• [RECORDS SUPPLIED]:
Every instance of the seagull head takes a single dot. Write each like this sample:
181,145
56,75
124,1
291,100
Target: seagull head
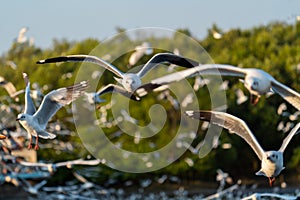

• [EXERCISE REQUIREMENTS]: Write out the material above again word for word, line by line, and leave out the picture.

• [TASK RESULT]:
Every instance of the seagull head takes a single dot. Write each like this sample:
181,145
56,75
124,1
291,100
Target: seagull head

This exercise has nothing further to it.